■ Text block ■
The ALJ then assessed plaintiff residual functional capacity ("RFC"), and determined that he had the RFC to perform a significant range of light work with the following restrictions: lift/carry twenty pounds occasionally and ten pounds frequently; stand/walk six hours out of an eight-hour workday with a sit/stand option; sit for two hours in an eight-hour workday; and avoid exposure to unprotected heights and dangerous machinery. Id.

Residual functional capacity is what a claimant can do despite existing exertional and nonexertional limitations. Cooper v. Sullivan, 880 F.2d 1152, 1155-56 n.5-7 (9th Cir. 1989). "Between steps three and four of the five-step evaluation, the ALJ must proceed to an intermediate step in which the ALJ assesses the claimant's residual functional capacity." Massachi v. Astrue, 486 F.3d 1149, 1151 n.2 (9th Cir. 2007).

The ALJ found, at step four, that plaintiff was capable of performing his past relevant work as a jewelry store manager and jewelry store owner. Id. at 26.

The ALJ also made an alternative, step five finding that there are other jobs existing in significant numbers in the national economy that plaintiff can also perform, including electronic worker, cashier, and packing machine operator. Id. at 26-27.

Consequently, the ALJ concluded that plaintiff did not suffer from a disability as defined by the Social Security Act. Id. at 27-28.

Plaintiff filed a timely request for review of the ALJ's decision, which was denied by the Appeals Council. Id. at 1-3. The ALJ's decision stands as the final decision of the Commissioner.

III.

■ Data section ■
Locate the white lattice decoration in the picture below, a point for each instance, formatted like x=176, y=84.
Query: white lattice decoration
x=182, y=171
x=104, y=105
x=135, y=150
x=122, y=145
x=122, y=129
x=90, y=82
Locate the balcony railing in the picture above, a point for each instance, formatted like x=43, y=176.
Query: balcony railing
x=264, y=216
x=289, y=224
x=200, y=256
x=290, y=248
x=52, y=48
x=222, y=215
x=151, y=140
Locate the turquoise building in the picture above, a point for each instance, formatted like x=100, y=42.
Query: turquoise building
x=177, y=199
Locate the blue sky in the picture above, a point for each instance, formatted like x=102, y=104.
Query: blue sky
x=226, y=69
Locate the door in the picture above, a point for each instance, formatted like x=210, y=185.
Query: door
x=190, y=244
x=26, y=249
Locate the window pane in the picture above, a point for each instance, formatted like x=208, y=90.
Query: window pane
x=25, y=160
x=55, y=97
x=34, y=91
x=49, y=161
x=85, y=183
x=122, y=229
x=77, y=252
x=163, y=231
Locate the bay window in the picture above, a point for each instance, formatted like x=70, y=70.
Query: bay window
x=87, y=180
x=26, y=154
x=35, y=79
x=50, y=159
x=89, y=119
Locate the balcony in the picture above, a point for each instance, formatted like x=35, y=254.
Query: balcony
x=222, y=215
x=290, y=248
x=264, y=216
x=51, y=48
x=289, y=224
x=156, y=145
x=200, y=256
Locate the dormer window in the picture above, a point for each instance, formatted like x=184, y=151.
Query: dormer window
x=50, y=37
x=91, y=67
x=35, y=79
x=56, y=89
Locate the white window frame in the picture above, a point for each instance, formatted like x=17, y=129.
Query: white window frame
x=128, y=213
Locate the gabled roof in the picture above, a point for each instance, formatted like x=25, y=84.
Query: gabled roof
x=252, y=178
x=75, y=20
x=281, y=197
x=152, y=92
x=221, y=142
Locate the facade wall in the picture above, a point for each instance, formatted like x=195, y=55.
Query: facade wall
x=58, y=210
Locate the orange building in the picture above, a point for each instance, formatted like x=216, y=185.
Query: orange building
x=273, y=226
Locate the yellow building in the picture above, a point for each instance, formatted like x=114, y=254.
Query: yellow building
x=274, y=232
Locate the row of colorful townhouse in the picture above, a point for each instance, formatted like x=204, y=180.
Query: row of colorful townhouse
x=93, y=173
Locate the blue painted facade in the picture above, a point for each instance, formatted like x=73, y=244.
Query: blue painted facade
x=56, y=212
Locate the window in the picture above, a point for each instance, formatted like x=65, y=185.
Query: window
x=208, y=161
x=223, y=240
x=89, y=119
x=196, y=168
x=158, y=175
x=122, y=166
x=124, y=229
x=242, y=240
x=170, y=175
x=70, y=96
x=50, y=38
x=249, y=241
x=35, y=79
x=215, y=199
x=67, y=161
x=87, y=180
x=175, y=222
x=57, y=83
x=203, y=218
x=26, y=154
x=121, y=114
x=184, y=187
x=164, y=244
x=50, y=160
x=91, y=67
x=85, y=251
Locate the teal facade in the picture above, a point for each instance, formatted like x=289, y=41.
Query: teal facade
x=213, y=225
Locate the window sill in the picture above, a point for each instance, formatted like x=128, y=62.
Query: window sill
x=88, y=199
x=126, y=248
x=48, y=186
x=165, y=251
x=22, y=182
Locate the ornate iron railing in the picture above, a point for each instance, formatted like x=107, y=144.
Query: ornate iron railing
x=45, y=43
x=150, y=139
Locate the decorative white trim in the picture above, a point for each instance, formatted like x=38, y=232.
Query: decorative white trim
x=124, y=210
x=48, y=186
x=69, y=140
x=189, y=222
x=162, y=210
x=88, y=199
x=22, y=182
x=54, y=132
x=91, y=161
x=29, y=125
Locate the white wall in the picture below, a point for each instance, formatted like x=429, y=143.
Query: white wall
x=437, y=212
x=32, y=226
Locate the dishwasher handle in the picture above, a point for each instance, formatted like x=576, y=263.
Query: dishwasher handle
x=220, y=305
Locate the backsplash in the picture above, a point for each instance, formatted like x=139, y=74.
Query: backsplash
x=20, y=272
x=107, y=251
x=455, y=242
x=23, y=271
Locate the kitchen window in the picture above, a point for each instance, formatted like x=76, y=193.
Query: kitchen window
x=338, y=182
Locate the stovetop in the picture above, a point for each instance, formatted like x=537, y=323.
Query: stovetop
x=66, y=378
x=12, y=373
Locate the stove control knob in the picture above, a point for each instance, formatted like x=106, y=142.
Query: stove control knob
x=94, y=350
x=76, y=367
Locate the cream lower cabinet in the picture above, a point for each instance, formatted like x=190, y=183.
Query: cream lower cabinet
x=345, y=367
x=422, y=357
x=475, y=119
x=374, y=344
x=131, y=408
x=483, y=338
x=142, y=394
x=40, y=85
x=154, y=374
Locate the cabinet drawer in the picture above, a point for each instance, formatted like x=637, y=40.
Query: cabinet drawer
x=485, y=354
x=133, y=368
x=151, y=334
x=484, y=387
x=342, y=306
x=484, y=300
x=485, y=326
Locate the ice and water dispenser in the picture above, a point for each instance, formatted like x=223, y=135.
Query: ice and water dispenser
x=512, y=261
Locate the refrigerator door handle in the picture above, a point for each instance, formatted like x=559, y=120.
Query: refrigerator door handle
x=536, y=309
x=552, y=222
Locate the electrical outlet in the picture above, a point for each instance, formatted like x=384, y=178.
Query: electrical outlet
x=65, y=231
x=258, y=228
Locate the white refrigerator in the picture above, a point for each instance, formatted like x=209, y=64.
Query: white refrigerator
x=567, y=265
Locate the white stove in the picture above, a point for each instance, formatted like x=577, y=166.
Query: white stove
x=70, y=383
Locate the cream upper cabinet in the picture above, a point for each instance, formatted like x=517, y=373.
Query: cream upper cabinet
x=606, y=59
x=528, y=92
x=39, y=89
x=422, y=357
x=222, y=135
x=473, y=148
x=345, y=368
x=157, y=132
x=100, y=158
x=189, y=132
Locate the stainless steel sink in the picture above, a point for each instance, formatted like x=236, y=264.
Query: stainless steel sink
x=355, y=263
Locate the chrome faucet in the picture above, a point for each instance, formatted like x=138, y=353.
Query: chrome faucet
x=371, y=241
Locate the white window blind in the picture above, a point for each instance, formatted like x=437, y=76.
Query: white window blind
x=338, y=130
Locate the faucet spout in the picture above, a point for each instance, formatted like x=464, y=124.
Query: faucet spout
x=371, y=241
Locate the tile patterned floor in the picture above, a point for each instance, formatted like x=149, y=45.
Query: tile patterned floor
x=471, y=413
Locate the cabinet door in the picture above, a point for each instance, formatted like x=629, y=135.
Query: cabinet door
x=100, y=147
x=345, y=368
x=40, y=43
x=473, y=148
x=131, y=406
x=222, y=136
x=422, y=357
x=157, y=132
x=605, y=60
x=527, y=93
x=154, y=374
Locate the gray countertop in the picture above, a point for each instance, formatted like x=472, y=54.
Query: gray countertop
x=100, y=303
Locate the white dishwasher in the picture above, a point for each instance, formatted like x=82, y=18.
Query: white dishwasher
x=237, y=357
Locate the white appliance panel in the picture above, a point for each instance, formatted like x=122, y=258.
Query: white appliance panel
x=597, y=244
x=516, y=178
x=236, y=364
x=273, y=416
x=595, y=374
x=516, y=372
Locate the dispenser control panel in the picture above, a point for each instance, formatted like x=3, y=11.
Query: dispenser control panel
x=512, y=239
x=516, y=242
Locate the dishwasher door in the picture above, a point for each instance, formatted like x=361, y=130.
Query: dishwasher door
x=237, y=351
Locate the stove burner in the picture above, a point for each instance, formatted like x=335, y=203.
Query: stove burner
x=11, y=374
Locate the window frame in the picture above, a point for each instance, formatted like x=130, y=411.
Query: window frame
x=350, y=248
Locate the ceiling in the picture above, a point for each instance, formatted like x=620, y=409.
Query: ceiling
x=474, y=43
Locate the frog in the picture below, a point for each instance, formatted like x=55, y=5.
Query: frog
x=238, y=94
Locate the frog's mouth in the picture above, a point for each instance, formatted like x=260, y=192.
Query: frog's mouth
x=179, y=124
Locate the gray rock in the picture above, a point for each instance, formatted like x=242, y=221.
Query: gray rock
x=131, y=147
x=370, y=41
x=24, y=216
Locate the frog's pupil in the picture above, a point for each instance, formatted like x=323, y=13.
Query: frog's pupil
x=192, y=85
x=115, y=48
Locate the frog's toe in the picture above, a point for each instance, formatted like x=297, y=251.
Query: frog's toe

■ Tasks to complete ■
A) Could you copy the Social Security appeal text from "The ALJ found, at" to "Id. at 27-28."?
B) Can you write what comes next in the Social Security appeal text, after its final line?
The entries are separate from the Social Security appeal text.

■ Answers ■
A)
The ALJ found, at step four, that plaintiff was capable of performing his past relevant work as a jewelry store manager and jewelry store owner. Id. at 26.

The ALJ also made an alternative, step five finding that there are other jobs existing in significant numbers in the national economy that plaintiff can also perform, including electronic worker, cashier, and packing machine operator. Id. at 26-27.

Consequently, the ALJ concluded that plaintiff did not suffer from a disability as defined by the Social Security Act. Id. at 27-28.

B)
STANDARD OF REVIEW

This court is empowered to review decisions by the Commissioner to deny benefits. 42 U.S.C. § 405(g). The findings and decision of the Social Security Administration must be upheld if they are free of legal error and supported by substantial evidence. Mayes v. Massanari, 276 F.3d 453, 458-59 (9th Cir. 2001) (as amended). But if the court determines that the ALJ's findings are based on legal error or are not supported by substantial evidence in the record, the court may reject the findings and set aside the decision to deny benefits. Aukland v. Massanari, 257 F.3d 1033, 1035 (9th Cir. 2001); Tonapetyan v. Halter, 242 F.3d 1144, 1147 (9th Cir. 2001).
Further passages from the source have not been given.